La luz de la luna cae sobre mi atalaya mediterránea con tanta
fuerza que la sombra de los árboles parece labrada a cuchillo. Las casitas
blancas encaramadas en la parte alta de El
Cantal adquieren una estampa fantasmal. Arriba, en el cielo, las estrellas
parecen parpadear con cierta timidez, como si quisiera pasar inadvertidas a las
fuerzas gubernamentales. En estas parece mi mente recuerda un mundo que ya no
existe. Al menos los que vivimos la libertad de los ochenta, llegamos a conocerlo.
En aquella época podíamos cantar “La mataré” de Loquillo y los Trogloditas o “las tetas de mi novia” de
Siniestro Total y nadie te ponía una querella, o se hacía el ofendido. Eran
los tiempos en los que el dictador tomaba forma de cuerpo borroso y Santiago
Carillo, el responsable de Paracuellos,
se convertía en pieza clave en la Transición. Nadie discutía de
política con el cuchillo entre los dientes como sucede ahora.

**Información mostrada:**
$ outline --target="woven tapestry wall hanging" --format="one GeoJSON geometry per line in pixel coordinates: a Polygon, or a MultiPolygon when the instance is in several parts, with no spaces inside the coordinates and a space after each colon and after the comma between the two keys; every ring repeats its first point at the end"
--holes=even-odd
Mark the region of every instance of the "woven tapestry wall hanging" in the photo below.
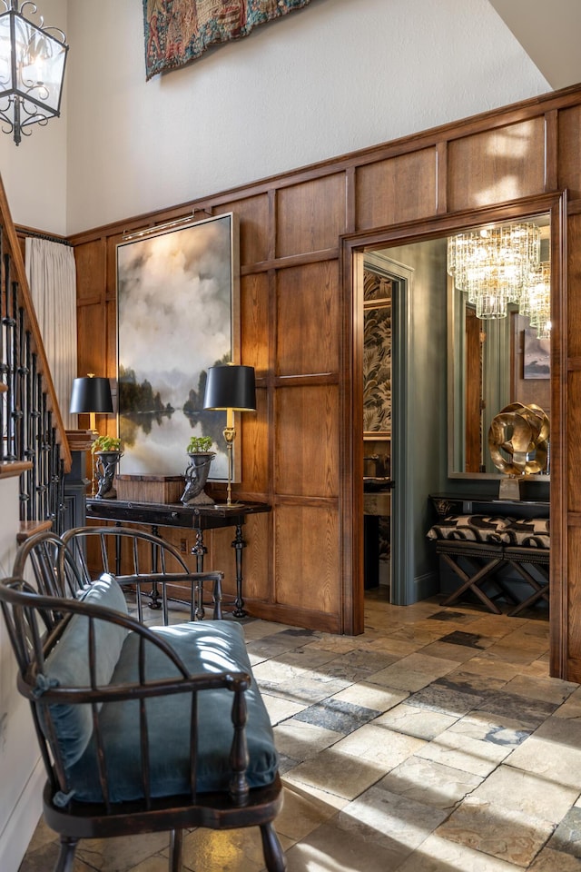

**Tus tareas:**
(A) Según el extracto, ¿por qué la sombra de los árboles parece labrada a cuchillo?
(B) Reproduce literalmente el pasaje del extracto que comienza con "La luz de la" y sigue hasta "llegamos a conocerlo.".

**Respuestas:**
(A) Porque la luz de la luna cae con tanta fuerza sobre la atalaya mediterránea de quien escribe que la sombra de los árboles se ve así de marcada.

(B)
La luz de la luna cae sobre mi atalaya mediterránea con tanta
fuerza que la sombra de los árboles parece labrada a cuchillo. Las casitas
blancas encaramadas en la parte alta de El
Cantal adquieren una estampa fantasmal. Arriba, en el cielo, las estrellas
parecen parpadear con cierta timidez, como si quisiera pasar inadvertidas a las
fuerzas gubernamentales. En estas parece mi mente recuerda un mundo que ya no
existe. Al menos los que vivimos la libertad de los ochenta, llegamos a conocerlo.